When someone is injured at work, the worker’s compensation system exists to help them cover expenses and recover from the injury. It is a compromise between protecting the rights of the employer and the rights of the employee, making sure that neither is given too much leniency and that neither infringes on the rights of the other.
The worker’s compensation system includes provisions to allow a workplace to become a Drug Free Workplace: §440.102. In order to be considered a Drug Free Workplace an employer must notify employees and job-applicants in writing of the specific drug free workplace policies and procedures, then the employer may test applicants during the hiring process as long as they maintain consistency in testing everyone. Employers may also test current employees based on reasonable suspicion, to confirm ongoing fitness for duty, and to follow-up on employees who have entered into drug rehab programs since the beginning of their employment with the company.
As an attorney who practices worker’s compensation law, I come across questions of drug testing when an employee feels their claim has been falsely denied, or when an employer feels that a claim should be denied. Because the worker’s compensation system exists to find middle ground which is fair to both, every situation is unique, but they’re all worth examining against the law to make sure that the law is being upheld.
For example, in some cases the employer may not follow the prescribed procedures for collecting the material for analysis of drug usage, or the sample may be mislabeled or otherwise contaminated. In this kind of situation, where an employee is determined to have a “false positive” for drug use, that person is entitled to a confirmation test. If this is not performed, and they are subsequently fired or denied worker’s compensation benefits, they may have a claim against the employer.
On the other side, if an employer tests an employee in a worker’s compensation claim, but later finds out that the employee lied on the test paperwork or used illicit procedures to “beat” the test and fraudulently receive worker’s compensation benefits, that employer is entitled to fire the employee, possibly recoup expenses through civil litigation, and report the person to the Bureau of Worker’s Compensation Fraud for prosecution. Committing worker’s compensation fraud is a 1st degree misdemeanor under Florida state law.
One exception which can create a grey area in a worker’s compensation claim is a positive result for prescription medication in the drug test. Under FL law, the employer must inform the person being tested as to what drugs will be evaluated by the test, and the person has to reveal when submitting to the test what medication, vitamins, or other substances they might be taking. This communication creates an opportunity on both sides to be forthcoming with information. The issue may arise if someone from another state with different prescription medication laws is involved in a worker’s compensation claim in Florida. If their prescription is legal under their own state statutes, but illegal under Florida’s, what will be the outcome of evaluating their worker’s compensation claim? A perfect example of this is the medicinal marijuana laws which have been enacted in 16 states and Washington DC. Currently under Florida law, a person prescribed medicinal marijuana in another state could be denied a worker’s compensation claim filed in Florida. To my knowledge, this has yet to be an issue, but we can expect to see it arise in the future, similar to the way that interstate laws about other prescription medications have been addressed. The Council of State Governments Knowledge Center has reviewed several interstate drug laws, and discusses how doctors and law enforcement are beginning to work together to prevent misuse of prescription medications. The questions are posed: who is abusing interstate prescription laws, and who has medically valid claims? What rights will Florida have to protect their own citizens’ rights in the face of the rights of citizens of other states?

## INFORMATION SUPPLIED
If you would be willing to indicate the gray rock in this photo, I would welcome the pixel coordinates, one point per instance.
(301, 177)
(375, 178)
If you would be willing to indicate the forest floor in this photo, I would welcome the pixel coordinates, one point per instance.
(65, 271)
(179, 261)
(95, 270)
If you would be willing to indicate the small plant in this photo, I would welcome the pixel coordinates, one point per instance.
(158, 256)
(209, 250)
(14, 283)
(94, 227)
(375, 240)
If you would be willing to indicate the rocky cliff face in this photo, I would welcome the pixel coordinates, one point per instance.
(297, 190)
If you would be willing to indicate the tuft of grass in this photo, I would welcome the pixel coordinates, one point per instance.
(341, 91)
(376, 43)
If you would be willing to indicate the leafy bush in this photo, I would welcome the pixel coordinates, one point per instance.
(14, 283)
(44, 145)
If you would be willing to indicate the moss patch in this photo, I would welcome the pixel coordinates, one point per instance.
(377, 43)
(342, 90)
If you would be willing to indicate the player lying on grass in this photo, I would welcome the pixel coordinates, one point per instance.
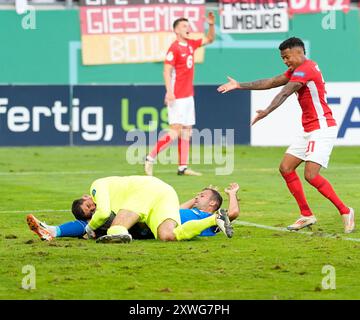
(204, 205)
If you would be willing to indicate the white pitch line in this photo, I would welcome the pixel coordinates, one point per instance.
(159, 170)
(242, 223)
(323, 235)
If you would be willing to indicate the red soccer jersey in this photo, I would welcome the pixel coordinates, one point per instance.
(316, 113)
(181, 57)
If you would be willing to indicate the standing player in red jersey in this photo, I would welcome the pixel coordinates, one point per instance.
(320, 130)
(179, 98)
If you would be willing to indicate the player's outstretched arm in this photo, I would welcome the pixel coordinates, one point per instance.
(256, 85)
(169, 96)
(234, 209)
(210, 36)
(287, 91)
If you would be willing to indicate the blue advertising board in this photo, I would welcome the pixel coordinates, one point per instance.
(104, 115)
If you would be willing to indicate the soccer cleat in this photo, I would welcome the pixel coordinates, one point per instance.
(188, 172)
(223, 222)
(302, 222)
(149, 167)
(40, 228)
(349, 221)
(115, 238)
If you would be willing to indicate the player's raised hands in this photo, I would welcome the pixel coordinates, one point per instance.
(210, 19)
(232, 188)
(260, 114)
(231, 85)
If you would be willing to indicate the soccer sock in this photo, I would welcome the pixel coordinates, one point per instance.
(296, 189)
(325, 188)
(71, 229)
(183, 152)
(117, 230)
(192, 228)
(162, 143)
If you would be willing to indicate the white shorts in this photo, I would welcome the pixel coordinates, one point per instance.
(182, 111)
(315, 146)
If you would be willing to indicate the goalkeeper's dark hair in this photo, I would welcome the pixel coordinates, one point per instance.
(216, 196)
(177, 21)
(76, 209)
(292, 42)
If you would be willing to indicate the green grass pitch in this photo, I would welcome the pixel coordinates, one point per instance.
(256, 263)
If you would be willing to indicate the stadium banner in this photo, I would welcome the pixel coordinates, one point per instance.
(34, 115)
(121, 31)
(249, 16)
(112, 115)
(314, 6)
(127, 112)
(282, 126)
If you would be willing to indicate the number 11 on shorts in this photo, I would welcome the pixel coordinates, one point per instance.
(311, 146)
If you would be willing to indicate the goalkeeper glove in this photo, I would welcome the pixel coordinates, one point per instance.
(90, 232)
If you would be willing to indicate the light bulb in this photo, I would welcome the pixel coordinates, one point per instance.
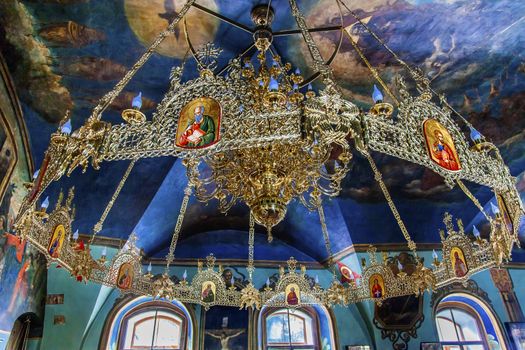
(273, 85)
(45, 203)
(475, 231)
(494, 208)
(66, 127)
(137, 101)
(377, 96)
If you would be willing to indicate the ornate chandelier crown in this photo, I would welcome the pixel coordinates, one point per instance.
(259, 135)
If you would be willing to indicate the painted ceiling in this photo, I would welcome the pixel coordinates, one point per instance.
(65, 54)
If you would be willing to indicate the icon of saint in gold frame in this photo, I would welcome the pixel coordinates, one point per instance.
(199, 124)
(440, 145)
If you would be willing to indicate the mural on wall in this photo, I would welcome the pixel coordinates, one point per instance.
(79, 49)
(226, 328)
(22, 268)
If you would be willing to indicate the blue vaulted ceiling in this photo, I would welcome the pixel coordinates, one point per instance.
(472, 51)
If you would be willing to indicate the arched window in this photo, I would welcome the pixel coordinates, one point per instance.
(465, 323)
(153, 327)
(144, 323)
(305, 328)
(287, 329)
(459, 329)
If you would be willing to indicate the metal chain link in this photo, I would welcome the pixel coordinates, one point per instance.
(473, 199)
(110, 96)
(326, 237)
(372, 70)
(98, 226)
(319, 63)
(251, 242)
(416, 74)
(379, 178)
(184, 205)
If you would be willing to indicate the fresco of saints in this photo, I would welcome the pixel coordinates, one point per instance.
(125, 277)
(377, 290)
(460, 268)
(440, 145)
(291, 297)
(207, 295)
(200, 131)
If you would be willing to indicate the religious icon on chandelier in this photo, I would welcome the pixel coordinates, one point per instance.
(208, 292)
(505, 212)
(440, 145)
(125, 276)
(293, 294)
(377, 286)
(57, 241)
(199, 124)
(457, 259)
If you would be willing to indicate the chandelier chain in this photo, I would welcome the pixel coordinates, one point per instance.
(110, 96)
(415, 73)
(319, 63)
(372, 70)
(175, 237)
(379, 178)
(326, 237)
(98, 226)
(251, 240)
(473, 199)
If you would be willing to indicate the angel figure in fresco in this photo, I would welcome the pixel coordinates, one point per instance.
(224, 337)
(207, 295)
(292, 298)
(444, 153)
(200, 131)
(460, 269)
(377, 290)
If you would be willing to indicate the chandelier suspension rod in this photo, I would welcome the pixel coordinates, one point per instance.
(251, 242)
(110, 96)
(416, 74)
(372, 70)
(379, 178)
(326, 237)
(319, 63)
(473, 199)
(178, 226)
(98, 226)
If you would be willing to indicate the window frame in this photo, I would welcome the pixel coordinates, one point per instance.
(453, 305)
(153, 306)
(315, 328)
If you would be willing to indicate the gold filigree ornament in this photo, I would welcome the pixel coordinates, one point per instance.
(424, 279)
(272, 143)
(250, 297)
(164, 288)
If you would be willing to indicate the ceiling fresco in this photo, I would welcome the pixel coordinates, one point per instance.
(66, 54)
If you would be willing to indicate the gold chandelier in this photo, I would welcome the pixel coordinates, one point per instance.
(253, 137)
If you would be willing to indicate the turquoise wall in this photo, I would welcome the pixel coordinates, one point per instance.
(353, 324)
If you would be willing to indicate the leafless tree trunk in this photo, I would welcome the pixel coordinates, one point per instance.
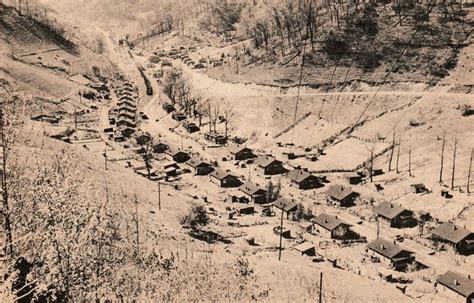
(391, 153)
(442, 158)
(5, 194)
(398, 154)
(469, 172)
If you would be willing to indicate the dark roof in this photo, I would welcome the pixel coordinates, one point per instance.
(265, 160)
(386, 248)
(457, 282)
(197, 162)
(299, 175)
(237, 148)
(328, 222)
(285, 204)
(389, 210)
(173, 151)
(250, 188)
(339, 192)
(221, 174)
(451, 232)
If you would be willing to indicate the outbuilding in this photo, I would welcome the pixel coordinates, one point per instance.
(177, 155)
(342, 195)
(224, 178)
(459, 239)
(394, 216)
(457, 287)
(200, 166)
(241, 152)
(256, 194)
(304, 180)
(330, 226)
(390, 254)
(270, 165)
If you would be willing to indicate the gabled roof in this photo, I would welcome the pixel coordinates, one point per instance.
(250, 188)
(328, 222)
(304, 247)
(221, 174)
(457, 283)
(386, 248)
(238, 148)
(339, 192)
(197, 162)
(389, 210)
(265, 160)
(299, 175)
(285, 204)
(451, 232)
(173, 151)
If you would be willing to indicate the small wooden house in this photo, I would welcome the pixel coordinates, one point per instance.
(270, 165)
(460, 239)
(390, 254)
(199, 166)
(342, 195)
(457, 287)
(241, 152)
(394, 216)
(256, 194)
(330, 226)
(304, 180)
(224, 178)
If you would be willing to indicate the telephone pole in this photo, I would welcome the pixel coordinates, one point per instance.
(469, 172)
(454, 161)
(159, 195)
(321, 287)
(442, 158)
(281, 233)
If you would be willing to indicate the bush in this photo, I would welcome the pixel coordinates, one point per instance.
(195, 217)
(335, 45)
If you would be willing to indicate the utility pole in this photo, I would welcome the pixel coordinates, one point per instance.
(469, 172)
(75, 117)
(159, 195)
(391, 153)
(398, 154)
(105, 158)
(321, 287)
(4, 184)
(442, 158)
(454, 161)
(281, 233)
(409, 161)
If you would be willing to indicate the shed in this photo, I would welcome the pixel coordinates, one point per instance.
(395, 216)
(330, 226)
(304, 180)
(342, 194)
(239, 152)
(390, 253)
(306, 248)
(461, 239)
(270, 165)
(200, 166)
(255, 193)
(458, 287)
(224, 178)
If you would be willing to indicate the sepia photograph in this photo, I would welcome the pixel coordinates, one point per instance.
(237, 151)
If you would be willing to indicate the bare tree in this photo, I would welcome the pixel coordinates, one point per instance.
(454, 161)
(469, 172)
(442, 158)
(228, 114)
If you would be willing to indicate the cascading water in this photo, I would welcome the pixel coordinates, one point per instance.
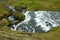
(39, 21)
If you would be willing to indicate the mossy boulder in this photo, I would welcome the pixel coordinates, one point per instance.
(19, 16)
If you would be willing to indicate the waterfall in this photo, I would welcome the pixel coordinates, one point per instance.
(38, 21)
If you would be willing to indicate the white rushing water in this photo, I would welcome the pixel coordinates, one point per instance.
(38, 21)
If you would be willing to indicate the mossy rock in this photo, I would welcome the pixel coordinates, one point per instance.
(19, 16)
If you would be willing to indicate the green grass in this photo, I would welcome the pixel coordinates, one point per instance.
(35, 4)
(32, 5)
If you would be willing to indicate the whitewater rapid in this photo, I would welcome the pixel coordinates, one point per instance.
(38, 21)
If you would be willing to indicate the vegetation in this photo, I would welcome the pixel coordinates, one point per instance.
(33, 5)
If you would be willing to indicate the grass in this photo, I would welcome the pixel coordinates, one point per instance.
(32, 5)
(35, 4)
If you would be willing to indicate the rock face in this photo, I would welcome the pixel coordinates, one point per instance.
(39, 21)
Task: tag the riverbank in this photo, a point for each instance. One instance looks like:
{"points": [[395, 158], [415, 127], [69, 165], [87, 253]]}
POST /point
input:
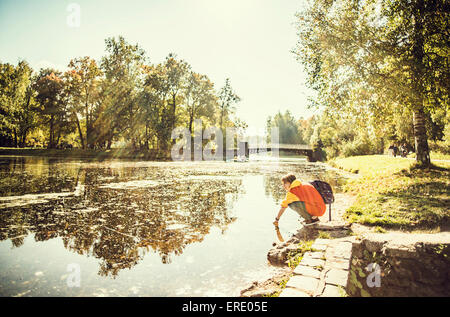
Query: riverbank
{"points": [[82, 154], [393, 193]]}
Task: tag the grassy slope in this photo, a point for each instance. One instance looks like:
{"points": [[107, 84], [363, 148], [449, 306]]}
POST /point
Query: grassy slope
{"points": [[392, 193]]}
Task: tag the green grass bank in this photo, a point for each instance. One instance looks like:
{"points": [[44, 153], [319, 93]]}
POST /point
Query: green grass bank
{"points": [[393, 193]]}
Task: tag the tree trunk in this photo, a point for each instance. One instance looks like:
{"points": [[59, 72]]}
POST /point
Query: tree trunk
{"points": [[50, 143], [83, 146], [420, 138], [15, 137]]}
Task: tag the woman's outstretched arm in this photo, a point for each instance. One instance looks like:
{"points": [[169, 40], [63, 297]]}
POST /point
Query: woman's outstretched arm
{"points": [[279, 215]]}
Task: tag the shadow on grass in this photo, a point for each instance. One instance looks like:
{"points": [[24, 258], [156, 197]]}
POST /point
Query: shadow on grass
{"points": [[418, 198]]}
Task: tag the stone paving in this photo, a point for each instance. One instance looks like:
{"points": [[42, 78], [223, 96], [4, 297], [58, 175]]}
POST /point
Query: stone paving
{"points": [[323, 272]]}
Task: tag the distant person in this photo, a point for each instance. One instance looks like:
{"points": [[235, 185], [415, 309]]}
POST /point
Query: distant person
{"points": [[302, 198], [404, 150], [395, 149]]}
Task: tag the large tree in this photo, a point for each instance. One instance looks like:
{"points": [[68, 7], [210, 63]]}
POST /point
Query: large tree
{"points": [[83, 79], [367, 57], [122, 67], [52, 97], [16, 102]]}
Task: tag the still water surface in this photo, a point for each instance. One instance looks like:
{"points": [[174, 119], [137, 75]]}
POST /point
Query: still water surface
{"points": [[141, 228]]}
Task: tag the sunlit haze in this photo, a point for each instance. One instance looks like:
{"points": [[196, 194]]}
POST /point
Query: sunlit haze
{"points": [[248, 41]]}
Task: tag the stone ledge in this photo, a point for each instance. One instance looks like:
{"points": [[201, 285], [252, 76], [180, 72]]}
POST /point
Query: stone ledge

## WORK TO BE COMPLETED
In the workers' compensation text, translate this sentence into Spanish: "Committing worker’s compensation fraud is a 1st degree misdemeanor under Florida state law."

## ANSWER TO THIS EXERCISE
Cometer fraude en la compensación laboral es un delito menor de primer grado según la ley del estado de Florida.